──────── SUPPLIED DATA ────────

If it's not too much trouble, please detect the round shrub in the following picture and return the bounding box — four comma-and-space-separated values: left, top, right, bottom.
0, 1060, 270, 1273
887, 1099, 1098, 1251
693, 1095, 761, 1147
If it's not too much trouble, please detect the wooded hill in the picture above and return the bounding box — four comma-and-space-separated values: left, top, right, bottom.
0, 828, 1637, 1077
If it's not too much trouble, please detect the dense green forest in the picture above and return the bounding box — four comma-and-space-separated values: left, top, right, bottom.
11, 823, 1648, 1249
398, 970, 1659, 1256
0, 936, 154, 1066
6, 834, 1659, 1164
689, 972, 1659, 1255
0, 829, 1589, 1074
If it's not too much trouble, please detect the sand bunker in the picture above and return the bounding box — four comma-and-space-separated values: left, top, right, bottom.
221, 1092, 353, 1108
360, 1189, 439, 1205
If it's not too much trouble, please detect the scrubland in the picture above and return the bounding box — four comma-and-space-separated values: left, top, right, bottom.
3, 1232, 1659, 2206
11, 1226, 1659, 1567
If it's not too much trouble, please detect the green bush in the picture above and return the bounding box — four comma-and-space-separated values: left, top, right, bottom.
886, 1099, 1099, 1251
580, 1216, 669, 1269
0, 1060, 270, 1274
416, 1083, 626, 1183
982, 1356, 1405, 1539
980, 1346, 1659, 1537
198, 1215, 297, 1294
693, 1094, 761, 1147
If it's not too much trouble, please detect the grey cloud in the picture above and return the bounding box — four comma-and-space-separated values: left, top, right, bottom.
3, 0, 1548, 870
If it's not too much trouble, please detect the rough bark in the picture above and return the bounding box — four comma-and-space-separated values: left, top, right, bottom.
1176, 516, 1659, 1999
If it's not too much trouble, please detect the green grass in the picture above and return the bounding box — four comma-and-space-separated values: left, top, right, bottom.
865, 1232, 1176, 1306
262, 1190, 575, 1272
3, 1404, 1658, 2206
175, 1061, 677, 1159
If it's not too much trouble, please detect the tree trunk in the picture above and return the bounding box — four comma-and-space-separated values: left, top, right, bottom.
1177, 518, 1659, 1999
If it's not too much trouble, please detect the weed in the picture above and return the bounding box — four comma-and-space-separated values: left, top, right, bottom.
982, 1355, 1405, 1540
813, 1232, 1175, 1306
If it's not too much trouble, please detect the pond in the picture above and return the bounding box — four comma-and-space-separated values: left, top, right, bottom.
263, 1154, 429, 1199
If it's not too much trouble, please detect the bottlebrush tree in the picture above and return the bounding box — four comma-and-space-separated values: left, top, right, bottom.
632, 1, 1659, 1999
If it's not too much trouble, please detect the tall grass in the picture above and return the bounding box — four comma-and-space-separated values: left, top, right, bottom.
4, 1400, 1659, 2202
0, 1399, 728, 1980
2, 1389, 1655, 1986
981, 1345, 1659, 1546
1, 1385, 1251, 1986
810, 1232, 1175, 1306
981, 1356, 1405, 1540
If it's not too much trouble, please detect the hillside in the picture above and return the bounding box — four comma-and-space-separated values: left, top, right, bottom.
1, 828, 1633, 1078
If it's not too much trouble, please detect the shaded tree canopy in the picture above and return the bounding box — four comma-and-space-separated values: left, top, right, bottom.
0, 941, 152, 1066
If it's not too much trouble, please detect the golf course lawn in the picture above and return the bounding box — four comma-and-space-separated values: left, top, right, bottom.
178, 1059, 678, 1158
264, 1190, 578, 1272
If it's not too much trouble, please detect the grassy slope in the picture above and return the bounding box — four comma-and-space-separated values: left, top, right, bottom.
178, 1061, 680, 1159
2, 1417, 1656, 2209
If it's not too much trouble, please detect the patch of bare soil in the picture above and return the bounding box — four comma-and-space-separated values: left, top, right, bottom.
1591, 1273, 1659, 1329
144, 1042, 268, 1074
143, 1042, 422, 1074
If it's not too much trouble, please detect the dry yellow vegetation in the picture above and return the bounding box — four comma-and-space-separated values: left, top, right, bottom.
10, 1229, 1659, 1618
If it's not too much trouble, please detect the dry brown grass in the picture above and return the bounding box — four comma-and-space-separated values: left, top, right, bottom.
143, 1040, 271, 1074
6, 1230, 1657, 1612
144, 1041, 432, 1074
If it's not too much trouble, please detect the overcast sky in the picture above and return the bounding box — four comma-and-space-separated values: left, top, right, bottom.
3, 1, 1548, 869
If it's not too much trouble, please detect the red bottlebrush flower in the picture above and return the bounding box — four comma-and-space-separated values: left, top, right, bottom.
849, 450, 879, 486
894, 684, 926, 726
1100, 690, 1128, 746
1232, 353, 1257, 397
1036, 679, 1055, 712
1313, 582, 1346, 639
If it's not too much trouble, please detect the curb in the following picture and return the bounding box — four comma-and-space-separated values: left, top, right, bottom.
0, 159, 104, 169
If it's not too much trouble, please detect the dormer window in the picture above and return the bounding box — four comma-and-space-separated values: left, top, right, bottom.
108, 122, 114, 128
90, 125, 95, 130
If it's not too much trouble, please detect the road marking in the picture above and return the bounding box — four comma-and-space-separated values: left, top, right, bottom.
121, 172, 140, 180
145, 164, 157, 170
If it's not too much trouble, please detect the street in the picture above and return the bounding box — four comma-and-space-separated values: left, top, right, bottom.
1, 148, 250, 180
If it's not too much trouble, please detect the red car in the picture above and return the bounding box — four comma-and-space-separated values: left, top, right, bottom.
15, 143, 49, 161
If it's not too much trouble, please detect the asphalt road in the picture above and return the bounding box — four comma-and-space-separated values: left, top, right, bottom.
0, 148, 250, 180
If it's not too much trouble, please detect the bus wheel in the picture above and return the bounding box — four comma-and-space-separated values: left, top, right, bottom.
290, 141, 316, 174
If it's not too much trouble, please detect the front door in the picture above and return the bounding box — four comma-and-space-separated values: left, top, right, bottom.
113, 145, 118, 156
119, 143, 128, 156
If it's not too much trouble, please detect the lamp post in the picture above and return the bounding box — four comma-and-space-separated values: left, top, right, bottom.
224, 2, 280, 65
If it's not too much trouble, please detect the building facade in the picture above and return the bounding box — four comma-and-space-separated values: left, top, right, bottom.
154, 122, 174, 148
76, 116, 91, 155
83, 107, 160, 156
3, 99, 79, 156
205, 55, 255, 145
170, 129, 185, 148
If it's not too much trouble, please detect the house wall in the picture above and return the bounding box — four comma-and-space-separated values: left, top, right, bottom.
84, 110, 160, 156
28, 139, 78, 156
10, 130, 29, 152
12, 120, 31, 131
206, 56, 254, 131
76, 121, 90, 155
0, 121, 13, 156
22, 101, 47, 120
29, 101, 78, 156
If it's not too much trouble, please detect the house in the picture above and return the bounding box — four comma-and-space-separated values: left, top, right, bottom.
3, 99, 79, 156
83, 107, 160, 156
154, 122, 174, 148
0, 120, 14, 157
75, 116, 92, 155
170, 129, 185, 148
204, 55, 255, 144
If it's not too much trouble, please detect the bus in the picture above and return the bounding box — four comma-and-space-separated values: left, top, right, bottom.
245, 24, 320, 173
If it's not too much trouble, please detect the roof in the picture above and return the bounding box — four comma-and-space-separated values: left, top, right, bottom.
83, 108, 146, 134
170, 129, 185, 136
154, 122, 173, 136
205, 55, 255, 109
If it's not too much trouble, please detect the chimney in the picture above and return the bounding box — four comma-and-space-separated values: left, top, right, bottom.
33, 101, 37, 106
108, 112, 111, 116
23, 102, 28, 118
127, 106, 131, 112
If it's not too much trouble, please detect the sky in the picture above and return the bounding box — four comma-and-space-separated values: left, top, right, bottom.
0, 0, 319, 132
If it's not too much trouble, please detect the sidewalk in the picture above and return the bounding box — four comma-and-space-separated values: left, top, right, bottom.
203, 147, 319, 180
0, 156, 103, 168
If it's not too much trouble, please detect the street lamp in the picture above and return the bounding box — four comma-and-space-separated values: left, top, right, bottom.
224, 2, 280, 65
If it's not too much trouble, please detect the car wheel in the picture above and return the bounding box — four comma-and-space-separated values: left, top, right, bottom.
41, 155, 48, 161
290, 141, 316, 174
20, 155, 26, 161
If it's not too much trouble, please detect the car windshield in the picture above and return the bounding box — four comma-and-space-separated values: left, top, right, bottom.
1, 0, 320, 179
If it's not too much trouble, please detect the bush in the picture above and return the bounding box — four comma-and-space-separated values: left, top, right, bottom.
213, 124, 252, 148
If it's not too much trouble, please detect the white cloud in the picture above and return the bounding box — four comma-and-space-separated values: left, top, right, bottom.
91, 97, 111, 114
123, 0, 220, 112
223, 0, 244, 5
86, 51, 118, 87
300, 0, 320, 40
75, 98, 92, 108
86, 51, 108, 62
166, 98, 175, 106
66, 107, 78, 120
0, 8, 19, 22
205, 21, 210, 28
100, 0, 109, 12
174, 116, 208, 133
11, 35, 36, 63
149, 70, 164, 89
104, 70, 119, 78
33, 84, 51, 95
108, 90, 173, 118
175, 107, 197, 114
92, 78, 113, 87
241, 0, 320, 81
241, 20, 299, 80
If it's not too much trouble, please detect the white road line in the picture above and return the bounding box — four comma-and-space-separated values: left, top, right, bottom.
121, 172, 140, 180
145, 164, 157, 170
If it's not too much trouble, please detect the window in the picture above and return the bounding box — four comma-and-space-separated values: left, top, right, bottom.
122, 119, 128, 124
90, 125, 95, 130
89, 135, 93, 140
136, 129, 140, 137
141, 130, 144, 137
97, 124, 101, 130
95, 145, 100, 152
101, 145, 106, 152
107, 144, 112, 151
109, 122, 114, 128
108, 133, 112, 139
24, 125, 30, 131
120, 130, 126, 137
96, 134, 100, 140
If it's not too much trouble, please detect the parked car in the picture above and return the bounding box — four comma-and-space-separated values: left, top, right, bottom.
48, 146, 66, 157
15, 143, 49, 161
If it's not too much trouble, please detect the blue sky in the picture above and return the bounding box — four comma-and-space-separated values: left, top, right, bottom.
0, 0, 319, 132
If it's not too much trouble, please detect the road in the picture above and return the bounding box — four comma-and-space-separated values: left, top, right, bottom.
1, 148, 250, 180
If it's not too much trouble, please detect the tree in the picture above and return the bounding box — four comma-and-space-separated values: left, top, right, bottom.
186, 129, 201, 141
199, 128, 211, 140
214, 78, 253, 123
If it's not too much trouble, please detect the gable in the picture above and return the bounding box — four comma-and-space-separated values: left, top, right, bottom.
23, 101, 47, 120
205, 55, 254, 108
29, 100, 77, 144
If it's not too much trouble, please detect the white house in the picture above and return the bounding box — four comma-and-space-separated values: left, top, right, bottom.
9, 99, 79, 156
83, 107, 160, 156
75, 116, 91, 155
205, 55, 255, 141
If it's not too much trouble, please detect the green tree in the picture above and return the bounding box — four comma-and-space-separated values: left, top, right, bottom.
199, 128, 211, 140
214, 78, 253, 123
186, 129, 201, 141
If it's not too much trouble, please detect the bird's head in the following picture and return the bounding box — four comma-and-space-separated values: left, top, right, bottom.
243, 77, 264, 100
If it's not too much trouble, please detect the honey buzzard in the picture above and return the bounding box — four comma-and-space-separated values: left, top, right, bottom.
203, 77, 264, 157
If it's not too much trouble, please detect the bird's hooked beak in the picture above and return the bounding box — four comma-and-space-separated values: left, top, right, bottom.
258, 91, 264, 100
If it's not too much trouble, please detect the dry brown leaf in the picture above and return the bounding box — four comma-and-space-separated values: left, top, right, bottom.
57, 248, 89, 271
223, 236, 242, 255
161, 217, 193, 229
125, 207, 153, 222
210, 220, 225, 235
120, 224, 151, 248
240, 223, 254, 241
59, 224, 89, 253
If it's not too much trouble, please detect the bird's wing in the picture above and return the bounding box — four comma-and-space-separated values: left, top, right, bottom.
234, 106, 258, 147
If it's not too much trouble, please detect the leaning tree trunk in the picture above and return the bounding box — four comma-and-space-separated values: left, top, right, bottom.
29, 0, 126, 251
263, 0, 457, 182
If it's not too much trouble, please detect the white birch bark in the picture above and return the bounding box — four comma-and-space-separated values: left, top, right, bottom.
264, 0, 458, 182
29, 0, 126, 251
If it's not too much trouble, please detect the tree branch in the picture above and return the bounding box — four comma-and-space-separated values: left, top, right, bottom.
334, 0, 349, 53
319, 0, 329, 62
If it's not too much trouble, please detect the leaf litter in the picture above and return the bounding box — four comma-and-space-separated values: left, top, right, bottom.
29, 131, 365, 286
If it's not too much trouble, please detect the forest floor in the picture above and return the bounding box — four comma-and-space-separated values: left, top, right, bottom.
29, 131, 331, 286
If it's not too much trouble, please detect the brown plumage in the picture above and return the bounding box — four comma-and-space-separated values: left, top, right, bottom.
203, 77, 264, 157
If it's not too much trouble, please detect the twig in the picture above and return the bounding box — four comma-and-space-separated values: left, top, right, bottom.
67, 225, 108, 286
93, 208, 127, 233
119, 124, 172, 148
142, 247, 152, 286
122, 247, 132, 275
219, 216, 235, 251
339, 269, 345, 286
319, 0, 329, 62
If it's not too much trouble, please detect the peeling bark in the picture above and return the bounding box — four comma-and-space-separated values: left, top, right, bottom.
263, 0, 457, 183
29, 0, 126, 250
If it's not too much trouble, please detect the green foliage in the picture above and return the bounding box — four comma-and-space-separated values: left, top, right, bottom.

────────

» PROMPT
Could you set down exactly the lines above, from the one containing "If it's not too much trouble, please detect the peeling" through the last, including both and nothing else?

» TASK RESULT
If it's not too much trouble, please detect the peeling bark in the picture above and return the bounding box — four comma-and-space-separated values: left, top, right, bottom.
263, 0, 457, 183
29, 0, 126, 250
If it's not too much trouble, please detect the green foliage in the picture above and return the bounding box — four comma-and-space-separated values: left, top, right, bottom.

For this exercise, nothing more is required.